Extract provided:
** START **

The actual vs predicted plot shows that the points generally scatter around the line, suggesting the model has some slight predictive power but still struggles with precision. The spread of points is concentrated around the center of the data where most of the observations lie, indicating possible heteroscedasticity at lower and higher values of the distribution. A few outliers are visible, possibly reflecting limitations in the model or unusual household conditions.

Model 2

Model 2 introduces a multilevel approach by allowing the intercept to vary across climate zones (BA_climate), treating each as a random effect drawn from a common normal distribution. This accounts for unobserved regional differences that may influence thermostat settings, such as cultural norms or building standards specific to each climate zone.

Model 2 reveals that household thermostat settings are influenced by both individual- and group-level factors. As in Model 1, Black or African American households set thermostats significantly higher than White households, while lower income and higher education levels are associated with lower settings. Poor insulation continues to predict higher setpoints, and households in warmer regions (more cooling degree days) tend to set higher temperatures. Importantly, by allowing the intercept to vary across BA_climate zones, Model 2 captures modest regional differences in baseline thermostat behavior. The estimated random intercepts suggest that households in the Mixed-Humid zone tend to set slightly higher temperatures than average, while those in Very-Cold zones set them slightly lower.

** END **

Stored records:
** START **

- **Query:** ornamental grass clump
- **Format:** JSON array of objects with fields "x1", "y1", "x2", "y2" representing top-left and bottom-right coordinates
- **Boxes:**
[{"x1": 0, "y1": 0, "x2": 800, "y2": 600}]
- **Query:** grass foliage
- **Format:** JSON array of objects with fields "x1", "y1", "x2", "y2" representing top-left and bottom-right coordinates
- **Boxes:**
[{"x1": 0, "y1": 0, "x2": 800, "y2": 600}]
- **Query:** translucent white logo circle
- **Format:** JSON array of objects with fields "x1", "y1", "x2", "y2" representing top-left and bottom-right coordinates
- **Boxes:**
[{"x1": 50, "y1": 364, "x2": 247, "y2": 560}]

** END **
** START **

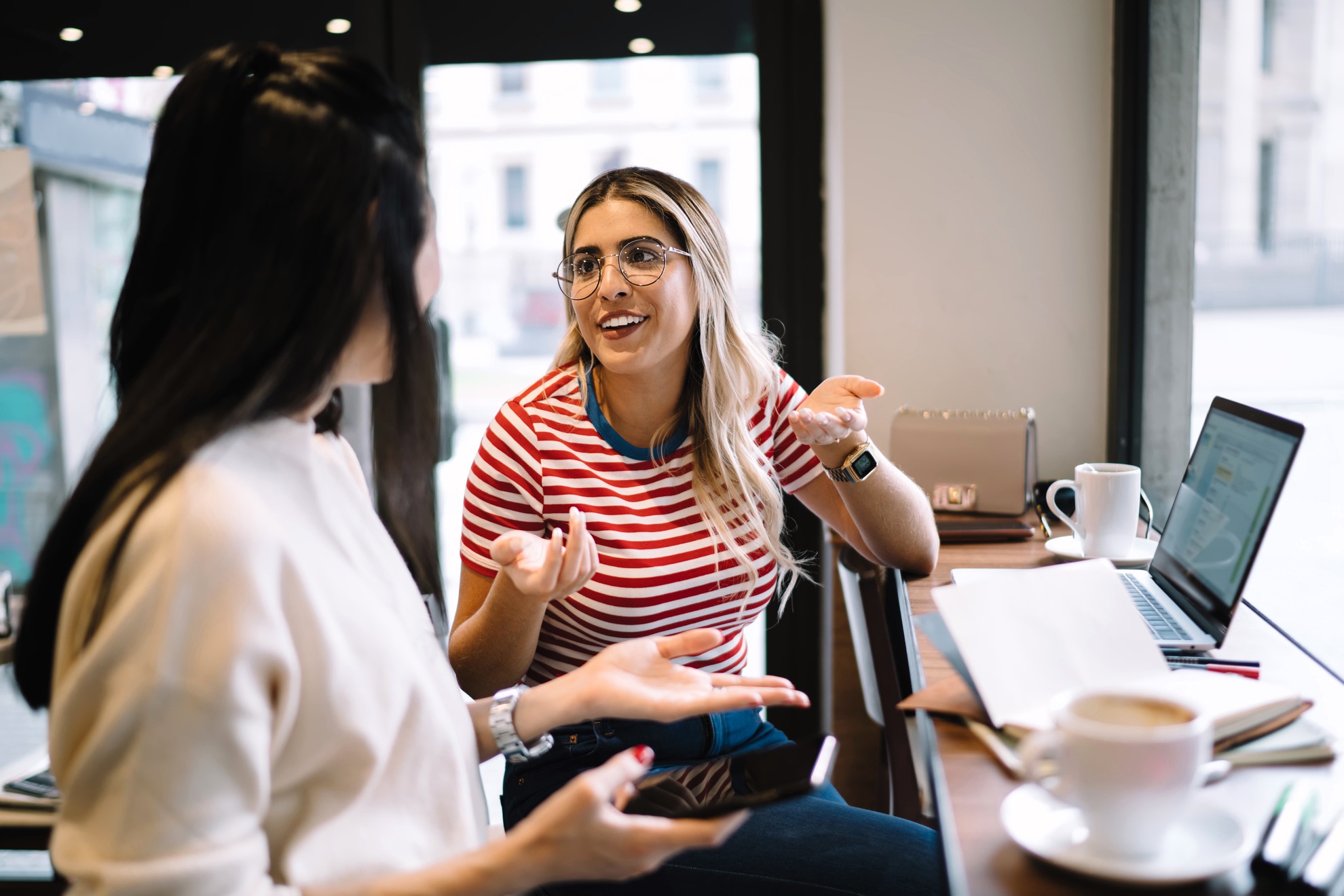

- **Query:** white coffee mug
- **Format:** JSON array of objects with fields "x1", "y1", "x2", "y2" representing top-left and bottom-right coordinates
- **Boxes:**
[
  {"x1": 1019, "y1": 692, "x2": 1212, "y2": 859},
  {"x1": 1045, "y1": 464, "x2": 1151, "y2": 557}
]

** END **
** START **

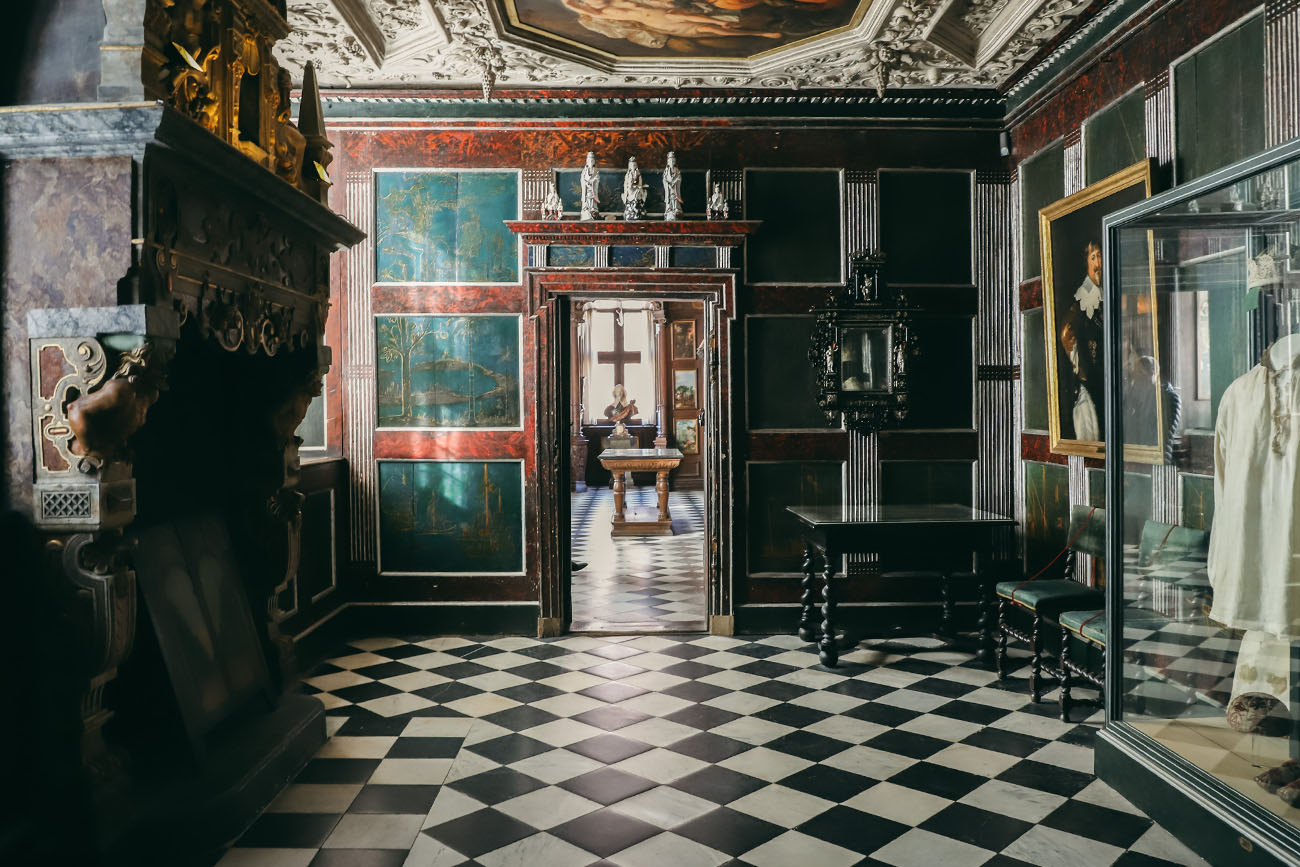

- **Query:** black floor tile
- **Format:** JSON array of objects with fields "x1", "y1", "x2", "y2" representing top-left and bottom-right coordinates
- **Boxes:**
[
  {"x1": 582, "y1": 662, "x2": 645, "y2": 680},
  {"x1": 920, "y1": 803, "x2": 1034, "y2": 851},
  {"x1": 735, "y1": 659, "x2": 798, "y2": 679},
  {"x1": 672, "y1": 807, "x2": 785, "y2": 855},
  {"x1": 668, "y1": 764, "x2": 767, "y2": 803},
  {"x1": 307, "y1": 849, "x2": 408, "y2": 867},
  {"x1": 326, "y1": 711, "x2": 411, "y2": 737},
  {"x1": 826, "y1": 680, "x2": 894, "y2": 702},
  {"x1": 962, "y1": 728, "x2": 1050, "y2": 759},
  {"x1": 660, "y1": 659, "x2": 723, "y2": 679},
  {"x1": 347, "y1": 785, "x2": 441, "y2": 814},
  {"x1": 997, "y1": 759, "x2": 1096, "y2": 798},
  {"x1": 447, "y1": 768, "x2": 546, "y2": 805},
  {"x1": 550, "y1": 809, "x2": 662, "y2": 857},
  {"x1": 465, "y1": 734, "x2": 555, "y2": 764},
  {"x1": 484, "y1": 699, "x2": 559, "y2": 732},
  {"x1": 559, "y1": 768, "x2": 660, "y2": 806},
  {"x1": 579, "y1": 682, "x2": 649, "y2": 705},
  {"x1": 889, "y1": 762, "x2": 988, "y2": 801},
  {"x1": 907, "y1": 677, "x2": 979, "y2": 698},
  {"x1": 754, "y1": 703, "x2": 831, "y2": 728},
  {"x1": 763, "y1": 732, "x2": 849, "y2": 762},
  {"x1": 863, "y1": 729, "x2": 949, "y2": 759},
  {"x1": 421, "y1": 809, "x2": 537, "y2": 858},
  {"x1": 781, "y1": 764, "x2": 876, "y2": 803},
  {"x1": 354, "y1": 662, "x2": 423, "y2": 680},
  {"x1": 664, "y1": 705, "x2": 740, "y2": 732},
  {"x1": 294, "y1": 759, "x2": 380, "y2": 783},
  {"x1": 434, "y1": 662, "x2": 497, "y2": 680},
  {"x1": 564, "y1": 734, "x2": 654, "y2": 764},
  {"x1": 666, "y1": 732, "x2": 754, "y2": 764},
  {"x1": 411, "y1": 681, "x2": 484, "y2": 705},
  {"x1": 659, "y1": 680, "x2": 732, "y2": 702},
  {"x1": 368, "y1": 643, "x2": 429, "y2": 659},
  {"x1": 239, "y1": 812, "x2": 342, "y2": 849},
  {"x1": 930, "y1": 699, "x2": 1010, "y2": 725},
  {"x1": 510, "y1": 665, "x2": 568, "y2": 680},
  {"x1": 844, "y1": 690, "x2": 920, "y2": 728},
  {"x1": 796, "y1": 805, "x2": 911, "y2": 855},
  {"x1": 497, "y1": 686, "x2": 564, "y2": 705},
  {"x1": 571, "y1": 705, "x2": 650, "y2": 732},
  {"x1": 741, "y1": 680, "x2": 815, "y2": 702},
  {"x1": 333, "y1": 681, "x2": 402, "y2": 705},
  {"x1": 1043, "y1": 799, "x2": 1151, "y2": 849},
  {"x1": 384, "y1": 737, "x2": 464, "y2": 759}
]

** END **

Give everything from "Model 2 introduces" down to "each climate zone." in the thermostat settings analysis again, substituting "construction codes" for "building standards".

Model 2 introduces a multilevel approach by allowing the intercept to vary across climate zones (BA_climate), treating each as a random effect drawn from a common normal distribution. This accounts for unobserved regional differences that may influence thermostat settings, such as cultural norms or construction codes specific to each climate zone.